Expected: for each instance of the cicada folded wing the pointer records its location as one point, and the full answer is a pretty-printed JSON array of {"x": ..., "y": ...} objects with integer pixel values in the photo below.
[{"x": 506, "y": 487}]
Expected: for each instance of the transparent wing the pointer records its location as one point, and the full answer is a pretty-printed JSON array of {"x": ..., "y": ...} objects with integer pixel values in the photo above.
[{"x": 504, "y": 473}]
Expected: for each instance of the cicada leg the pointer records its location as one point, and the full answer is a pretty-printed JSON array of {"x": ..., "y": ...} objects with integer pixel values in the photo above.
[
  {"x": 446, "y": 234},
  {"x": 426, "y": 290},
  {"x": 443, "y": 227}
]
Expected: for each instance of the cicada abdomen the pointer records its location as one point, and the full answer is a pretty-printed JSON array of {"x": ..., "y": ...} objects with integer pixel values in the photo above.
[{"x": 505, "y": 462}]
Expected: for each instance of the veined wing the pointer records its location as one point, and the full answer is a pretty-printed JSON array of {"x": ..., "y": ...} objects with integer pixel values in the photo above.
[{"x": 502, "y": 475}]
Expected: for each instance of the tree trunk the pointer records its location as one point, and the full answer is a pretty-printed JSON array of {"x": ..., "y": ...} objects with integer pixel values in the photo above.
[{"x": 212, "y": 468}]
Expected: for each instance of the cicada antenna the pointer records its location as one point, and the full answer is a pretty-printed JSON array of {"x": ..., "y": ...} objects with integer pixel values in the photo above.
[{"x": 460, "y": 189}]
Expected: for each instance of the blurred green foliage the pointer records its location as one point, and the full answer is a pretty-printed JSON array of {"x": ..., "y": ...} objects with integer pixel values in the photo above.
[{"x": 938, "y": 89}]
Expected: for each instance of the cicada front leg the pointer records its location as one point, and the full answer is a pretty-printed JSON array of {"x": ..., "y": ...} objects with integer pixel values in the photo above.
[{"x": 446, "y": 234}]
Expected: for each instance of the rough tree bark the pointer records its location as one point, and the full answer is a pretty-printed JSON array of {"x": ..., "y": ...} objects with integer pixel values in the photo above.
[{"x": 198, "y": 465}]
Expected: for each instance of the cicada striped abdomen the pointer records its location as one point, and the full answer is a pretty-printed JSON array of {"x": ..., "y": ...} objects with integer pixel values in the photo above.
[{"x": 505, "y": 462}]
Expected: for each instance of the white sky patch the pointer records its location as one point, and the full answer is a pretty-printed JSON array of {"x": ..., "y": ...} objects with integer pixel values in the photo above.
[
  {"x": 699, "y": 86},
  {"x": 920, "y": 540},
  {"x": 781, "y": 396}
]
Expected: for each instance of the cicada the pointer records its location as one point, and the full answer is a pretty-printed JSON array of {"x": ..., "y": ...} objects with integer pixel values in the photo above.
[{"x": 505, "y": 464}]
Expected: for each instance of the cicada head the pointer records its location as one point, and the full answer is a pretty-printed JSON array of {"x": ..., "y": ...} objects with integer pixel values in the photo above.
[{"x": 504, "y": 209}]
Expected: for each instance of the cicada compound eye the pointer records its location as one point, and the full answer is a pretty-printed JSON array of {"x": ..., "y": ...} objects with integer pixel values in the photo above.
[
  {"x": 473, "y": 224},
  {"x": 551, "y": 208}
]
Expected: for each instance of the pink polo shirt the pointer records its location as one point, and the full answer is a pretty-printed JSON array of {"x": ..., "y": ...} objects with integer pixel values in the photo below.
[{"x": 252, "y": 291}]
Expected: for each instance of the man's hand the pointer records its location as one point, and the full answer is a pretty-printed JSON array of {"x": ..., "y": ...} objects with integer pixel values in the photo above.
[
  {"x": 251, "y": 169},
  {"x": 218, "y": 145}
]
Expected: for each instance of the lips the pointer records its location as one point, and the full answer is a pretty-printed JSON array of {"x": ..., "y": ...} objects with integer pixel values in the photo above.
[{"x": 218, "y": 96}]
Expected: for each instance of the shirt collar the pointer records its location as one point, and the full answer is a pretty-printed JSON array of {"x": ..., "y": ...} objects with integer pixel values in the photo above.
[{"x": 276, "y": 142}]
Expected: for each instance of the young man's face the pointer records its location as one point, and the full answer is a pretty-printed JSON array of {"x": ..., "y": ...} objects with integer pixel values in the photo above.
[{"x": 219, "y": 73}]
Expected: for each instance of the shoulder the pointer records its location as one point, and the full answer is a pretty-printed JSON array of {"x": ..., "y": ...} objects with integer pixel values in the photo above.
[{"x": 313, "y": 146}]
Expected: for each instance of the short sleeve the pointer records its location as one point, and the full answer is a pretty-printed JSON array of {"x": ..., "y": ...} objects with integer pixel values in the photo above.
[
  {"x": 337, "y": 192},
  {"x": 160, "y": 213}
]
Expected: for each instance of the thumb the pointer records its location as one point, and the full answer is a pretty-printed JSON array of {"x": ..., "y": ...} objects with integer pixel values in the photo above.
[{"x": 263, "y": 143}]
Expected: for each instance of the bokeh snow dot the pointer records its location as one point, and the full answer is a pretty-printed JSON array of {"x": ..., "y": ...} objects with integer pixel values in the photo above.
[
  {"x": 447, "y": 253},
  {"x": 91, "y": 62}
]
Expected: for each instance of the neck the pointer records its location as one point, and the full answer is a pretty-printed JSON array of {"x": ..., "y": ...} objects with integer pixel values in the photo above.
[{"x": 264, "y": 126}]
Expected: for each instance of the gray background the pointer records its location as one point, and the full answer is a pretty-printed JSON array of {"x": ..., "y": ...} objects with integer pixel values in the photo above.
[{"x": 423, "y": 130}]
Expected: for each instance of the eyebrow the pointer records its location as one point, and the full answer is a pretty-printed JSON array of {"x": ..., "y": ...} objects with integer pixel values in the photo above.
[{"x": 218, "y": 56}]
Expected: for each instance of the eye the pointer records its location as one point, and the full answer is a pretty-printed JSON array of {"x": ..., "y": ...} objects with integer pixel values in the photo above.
################
Rewrite the stretch from the line that contains "Expected: for each instance of the gray" through the end of the records as a Markdown table with the columns No. and Text, numbering each row and skipping blank lines.

RIGHT ANSWER >>
| No. | Text |
|---|---|
| 1 | Expected: for each instance of the gray background the pointer records its location as one point, and the full answer is a pretty-printed JSON array of {"x": ..., "y": ...} objects with integer pixel values in the photo above. |
| 2 | [{"x": 423, "y": 130}] |
| 3 | Expected: for each instance of the eyebrow the pointer records its location as one point, and the full answer is a pretty-printed JSON array of {"x": ..., "y": ...} objects with integer pixel values in the photo above. |
| 4 | [{"x": 218, "y": 56}] |
| 5 | Expected: for each instance of the eye the pointer records its location as one point, and the full answer is a pretty-printed JSON array of {"x": ..., "y": ...} objects with integer pixel values in the photo above. |